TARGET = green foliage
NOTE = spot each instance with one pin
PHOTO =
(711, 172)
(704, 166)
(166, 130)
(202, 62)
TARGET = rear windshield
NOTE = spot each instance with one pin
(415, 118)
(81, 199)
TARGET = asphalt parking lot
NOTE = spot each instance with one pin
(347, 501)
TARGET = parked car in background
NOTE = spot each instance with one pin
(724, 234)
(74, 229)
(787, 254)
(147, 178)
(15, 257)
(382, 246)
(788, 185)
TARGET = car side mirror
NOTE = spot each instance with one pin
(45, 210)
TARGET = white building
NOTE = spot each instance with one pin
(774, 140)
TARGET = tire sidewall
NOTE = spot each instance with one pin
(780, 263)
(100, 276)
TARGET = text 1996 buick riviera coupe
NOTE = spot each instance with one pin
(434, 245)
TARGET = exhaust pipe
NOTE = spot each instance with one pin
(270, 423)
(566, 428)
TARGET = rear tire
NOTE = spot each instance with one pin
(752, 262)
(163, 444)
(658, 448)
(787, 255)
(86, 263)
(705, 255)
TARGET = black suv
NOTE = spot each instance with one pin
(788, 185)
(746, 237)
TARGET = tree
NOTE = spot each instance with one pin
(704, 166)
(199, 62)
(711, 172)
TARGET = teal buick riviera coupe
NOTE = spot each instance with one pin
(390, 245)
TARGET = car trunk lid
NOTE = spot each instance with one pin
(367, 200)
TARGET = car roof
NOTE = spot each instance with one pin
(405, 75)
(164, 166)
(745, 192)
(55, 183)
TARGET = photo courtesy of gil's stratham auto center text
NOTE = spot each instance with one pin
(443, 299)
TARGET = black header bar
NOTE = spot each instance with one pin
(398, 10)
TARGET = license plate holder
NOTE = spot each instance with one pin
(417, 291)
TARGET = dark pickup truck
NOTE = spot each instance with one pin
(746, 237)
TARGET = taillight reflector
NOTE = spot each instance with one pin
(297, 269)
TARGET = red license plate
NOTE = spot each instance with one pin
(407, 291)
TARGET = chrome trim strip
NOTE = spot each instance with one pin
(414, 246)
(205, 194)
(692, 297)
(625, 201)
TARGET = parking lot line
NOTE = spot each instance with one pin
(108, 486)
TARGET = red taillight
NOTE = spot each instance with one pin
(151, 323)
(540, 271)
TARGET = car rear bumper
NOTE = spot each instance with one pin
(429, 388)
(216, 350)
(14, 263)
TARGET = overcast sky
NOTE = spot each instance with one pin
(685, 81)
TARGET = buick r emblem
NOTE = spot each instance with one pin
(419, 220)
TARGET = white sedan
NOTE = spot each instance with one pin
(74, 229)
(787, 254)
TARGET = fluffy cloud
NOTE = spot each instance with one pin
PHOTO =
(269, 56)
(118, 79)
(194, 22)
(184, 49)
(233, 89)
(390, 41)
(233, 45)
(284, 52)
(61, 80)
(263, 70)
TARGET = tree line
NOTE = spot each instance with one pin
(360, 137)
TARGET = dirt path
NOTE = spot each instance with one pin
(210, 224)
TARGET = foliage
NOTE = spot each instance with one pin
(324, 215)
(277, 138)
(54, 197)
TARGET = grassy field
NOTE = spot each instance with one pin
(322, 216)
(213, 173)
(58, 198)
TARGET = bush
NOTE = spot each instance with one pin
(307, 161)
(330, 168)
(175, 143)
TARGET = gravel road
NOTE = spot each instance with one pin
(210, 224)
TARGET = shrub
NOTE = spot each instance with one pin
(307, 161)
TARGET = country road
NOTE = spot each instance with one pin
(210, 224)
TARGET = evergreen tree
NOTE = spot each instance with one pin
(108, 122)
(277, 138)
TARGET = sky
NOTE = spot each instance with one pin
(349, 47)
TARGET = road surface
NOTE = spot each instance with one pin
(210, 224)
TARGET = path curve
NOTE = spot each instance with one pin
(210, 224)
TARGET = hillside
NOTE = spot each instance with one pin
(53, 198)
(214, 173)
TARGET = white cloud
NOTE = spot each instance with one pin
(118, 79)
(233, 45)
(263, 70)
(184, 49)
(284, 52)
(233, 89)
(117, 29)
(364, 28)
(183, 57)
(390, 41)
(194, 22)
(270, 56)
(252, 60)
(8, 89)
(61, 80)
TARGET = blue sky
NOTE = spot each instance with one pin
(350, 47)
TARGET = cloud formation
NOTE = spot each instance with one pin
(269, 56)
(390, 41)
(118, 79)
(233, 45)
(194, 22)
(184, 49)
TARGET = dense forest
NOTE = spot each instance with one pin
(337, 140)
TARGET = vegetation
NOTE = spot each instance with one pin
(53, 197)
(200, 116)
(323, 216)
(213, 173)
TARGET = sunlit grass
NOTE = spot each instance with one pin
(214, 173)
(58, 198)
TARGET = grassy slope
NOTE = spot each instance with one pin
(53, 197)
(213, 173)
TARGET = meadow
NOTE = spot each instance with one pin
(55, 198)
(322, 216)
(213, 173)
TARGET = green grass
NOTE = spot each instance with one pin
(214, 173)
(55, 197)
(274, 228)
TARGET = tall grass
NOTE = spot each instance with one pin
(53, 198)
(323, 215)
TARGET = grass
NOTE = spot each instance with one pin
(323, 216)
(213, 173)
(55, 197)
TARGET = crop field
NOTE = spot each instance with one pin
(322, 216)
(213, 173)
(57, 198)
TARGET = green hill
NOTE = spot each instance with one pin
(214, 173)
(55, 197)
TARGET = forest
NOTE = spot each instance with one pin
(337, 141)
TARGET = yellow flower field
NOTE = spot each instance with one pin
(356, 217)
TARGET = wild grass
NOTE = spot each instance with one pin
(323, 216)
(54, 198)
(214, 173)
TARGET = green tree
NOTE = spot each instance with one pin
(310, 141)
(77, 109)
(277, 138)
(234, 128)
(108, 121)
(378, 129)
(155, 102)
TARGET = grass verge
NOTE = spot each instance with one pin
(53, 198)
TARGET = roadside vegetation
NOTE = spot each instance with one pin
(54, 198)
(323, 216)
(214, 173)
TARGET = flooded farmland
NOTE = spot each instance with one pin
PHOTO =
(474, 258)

Your goal: A word-for-word copy of the data is what should be returned.

Exercise response:
TARGET = green foliage
NOTE = spot each instance with one pin
PHOTO =
(711, 172)
(704, 166)
(166, 130)
(202, 62)
TARGET = rear windshield
NOTE = spot each instance with one pin
(415, 118)
(81, 199)
TARGET = asphalt parking lot
NOTE = spot each instance with one pin
(347, 501)
TARGET = parked car in background
NOTE = spot each instance with one pin
(724, 234)
(74, 229)
(787, 254)
(147, 178)
(15, 257)
(382, 246)
(788, 185)
TARGET = car side mirror
NOTE = spot each instance with one pin
(45, 210)
TARGET = white building
NOTE = spot each instance with one pin
(774, 140)
TARGET = tire sidewall
NOTE = spot each instance with one pin
(780, 263)
(100, 276)
TARGET = text 1996 buick riviera coupe
NOTE = spot each instance with one pin
(434, 245)
TARGET = exhaust pipe
NOTE = spot each instance with one pin
(270, 423)
(566, 428)
TARGET = rear tire
NOTE = spot each instance with one pin
(752, 262)
(163, 444)
(658, 448)
(787, 255)
(86, 263)
(705, 255)
TARGET = black suv
NOTE = spot each instance with one pin
(788, 185)
(746, 237)
TARGET = tree
NOTE = spot each instance with one pin
(704, 166)
(199, 62)
(711, 172)
TARGET = teal buick riviera coupe
NOTE = spot each instance with one pin
(390, 245)
TARGET = car trunk lid
NOTE = spot each instance with one pin
(367, 200)
TARGET = car roof
NOTE = spot each instance with one pin
(405, 75)
(164, 166)
(745, 192)
(55, 183)
TARGET = photo courtesy of gil's stratham auto center text
NOTE = spot each instance with one pin
(443, 299)
TARGET = black header bar
NOTE = spot each instance with one pin
(398, 10)
TARGET = license plate holder
NOTE = spot each instance with one pin
(417, 291)
TARGET = dark pickup truck
NOTE = spot each instance with one pin
(746, 237)
TARGET = taillight reflector
NOTE = spot each instance with one pin
(297, 269)
TARGET = red license plate
NOTE = spot each instance with one pin
(407, 291)
TARGET = chrome trim strip
NOTE = spot each instance with one pin
(414, 246)
(205, 194)
(692, 297)
(625, 201)
TARGET = parking lot line
NOTE = spot each instance with one pin
(108, 486)
TARGET = red taillight
NOTE = spot each instance with one pin
(151, 323)
(540, 271)
TARGET = car rear bumper
NOTE = spot each instance with one pin
(429, 388)
(216, 350)
(14, 263)
TARGET = overcast sky
NOTE = spot each instance with one pin
(685, 81)
TARGET = buick r emblem
NOTE = spot each instance with one pin
(419, 220)
TARGET = white sedan
NOTE = spot each instance with one pin
(74, 229)
(787, 254)
TARGET = fluffy cloud
NOTE = spot each instance with one pin
PHOTO =
(269, 56)
(118, 79)
(194, 22)
(184, 49)
(233, 89)
(390, 41)
(233, 45)
(284, 52)
(61, 80)
(263, 70)
TARGET = tree line
NOTE = spot each instance with one pin
(360, 137)
TARGET = dirt path
NOTE = spot each instance with one pin
(210, 224)
TARGET = foliage
NOTE = spot each instance with one pin
(324, 215)
(277, 138)
(54, 197)
TARGET = grassy field
NOTE = spot each instance with one pin
(322, 216)
(213, 173)
(58, 198)
TARGET = bush
NOTE = spot each instance with one pin
(307, 161)
(330, 168)
(175, 143)
TARGET = gravel road
NOTE = spot each instance with one pin
(210, 224)
TARGET = shrub
NOTE = spot each instance with one pin
(307, 161)
TARGET = country road
NOTE = spot each instance with one pin
(210, 224)
TARGET = evergreen tree
NOTE = spot each instance with one pin
(108, 122)
(277, 138)
TARGET = sky
NOTE = spot each instance with one pin
(349, 47)
TARGET = road surface
NOTE = spot each instance with one pin
(210, 224)
TARGET = path curve
NOTE = spot each instance with one pin
(210, 224)
TARGET = hillside
NOTE = spot each instance with one pin
(53, 198)
(214, 173)
TARGET = white cloud
NOTE = spot each instance with one pin
(118, 79)
(233, 45)
(263, 70)
(184, 49)
(284, 52)
(233, 89)
(117, 29)
(364, 28)
(183, 57)
(390, 41)
(194, 22)
(270, 56)
(252, 60)
(8, 89)
(61, 80)
TARGET = blue sky
NOTE = spot each instance with one pin
(350, 47)
TARGET = cloud formation
NOTE = spot each instance with one pin
(269, 56)
(390, 41)
(118, 79)
(233, 45)
(194, 22)
(184, 49)
TARGET = dense forest
NOTE = spot each instance with one pin
(337, 140)
TARGET = vegetation
NOTE = spot each instance with one pin
(53, 197)
(200, 116)
(323, 216)
(213, 173)
TARGET = sunlit grass
NOTE = spot each instance with one pin
(214, 173)
(58, 198)
TARGET = grassy slope
NOTE = spot each instance with one pin
(53, 197)
(213, 173)
TARGET = meadow
NOTE = spot each instance with one pin
(55, 198)
(322, 216)
(213, 173)
TARGET = green grass
NOTE = spot each instance with one pin
(214, 173)
(55, 197)
(274, 228)
TARGET = tall grass
NOTE = spot each instance with one pin
(53, 198)
(323, 215)
TARGET = grass
NOTE = spot each instance with one pin
(323, 216)
(213, 173)
(55, 197)
TARGET = crop field
NOTE = spot each instance with one pin
(322, 216)
(213, 173)
(57, 198)
TARGET = green hill
NOTE = spot each instance with one pin
(214, 173)
(55, 197)
TARGET = forest
NOTE = spot each instance with one pin
(337, 141)
TARGET = yellow flower field
NOTE = spot each instance with one pin
(356, 217)
TARGET = wild grass
NOTE = spot each instance with one pin
(323, 216)
(54, 198)
(214, 173)
TARGET = green tree
NOTE = spot each instance with one pin
(310, 141)
(77, 109)
(277, 138)
(234, 128)
(108, 121)
(378, 129)
(155, 102)
TARGET = grass verge
NOTE = spot each instance with one pin
(53, 198)
TARGET = roadside vegetation
NOTE = spot each instance with one pin
(54, 198)
(323, 216)
(214, 173)
TARGET = flooded farmland
NOTE = spot each instance with one pin
PHOTO =
(474, 258)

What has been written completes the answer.